### EXERCISE PROMPT
Pick out the lines in the listing below that contain the word "window" and copy them.

### SOURCE DATA
--- START ---

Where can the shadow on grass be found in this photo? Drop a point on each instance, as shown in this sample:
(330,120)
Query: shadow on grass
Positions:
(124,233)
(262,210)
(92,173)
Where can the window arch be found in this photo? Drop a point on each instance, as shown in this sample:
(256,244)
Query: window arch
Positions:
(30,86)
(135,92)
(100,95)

--- END ---
--- START ---

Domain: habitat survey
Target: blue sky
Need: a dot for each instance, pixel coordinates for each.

--- END ---
--- START ---

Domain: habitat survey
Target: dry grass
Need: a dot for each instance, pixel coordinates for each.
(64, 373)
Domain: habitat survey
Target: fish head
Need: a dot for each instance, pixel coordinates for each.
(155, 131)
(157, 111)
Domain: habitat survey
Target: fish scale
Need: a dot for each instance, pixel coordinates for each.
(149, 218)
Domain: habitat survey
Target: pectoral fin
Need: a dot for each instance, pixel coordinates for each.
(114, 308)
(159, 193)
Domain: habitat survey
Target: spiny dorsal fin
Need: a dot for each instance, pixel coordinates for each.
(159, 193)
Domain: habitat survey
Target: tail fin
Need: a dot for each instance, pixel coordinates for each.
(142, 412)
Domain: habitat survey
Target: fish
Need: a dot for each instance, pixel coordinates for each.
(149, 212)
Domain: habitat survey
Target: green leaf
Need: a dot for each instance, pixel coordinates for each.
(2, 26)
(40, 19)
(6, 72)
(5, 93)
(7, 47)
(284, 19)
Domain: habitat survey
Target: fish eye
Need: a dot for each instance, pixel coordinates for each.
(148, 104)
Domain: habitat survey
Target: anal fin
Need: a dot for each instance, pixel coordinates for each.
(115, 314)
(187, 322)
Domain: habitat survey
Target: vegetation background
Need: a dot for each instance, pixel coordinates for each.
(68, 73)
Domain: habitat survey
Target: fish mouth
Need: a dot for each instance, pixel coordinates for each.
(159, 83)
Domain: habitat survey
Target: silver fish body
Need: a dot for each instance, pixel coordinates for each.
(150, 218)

--- END ---

### SOLUTION TO THE PROBLEM
Where can the window arch be found in this photo? Drop a point on each instance, as shown in this sample:
Query: window arch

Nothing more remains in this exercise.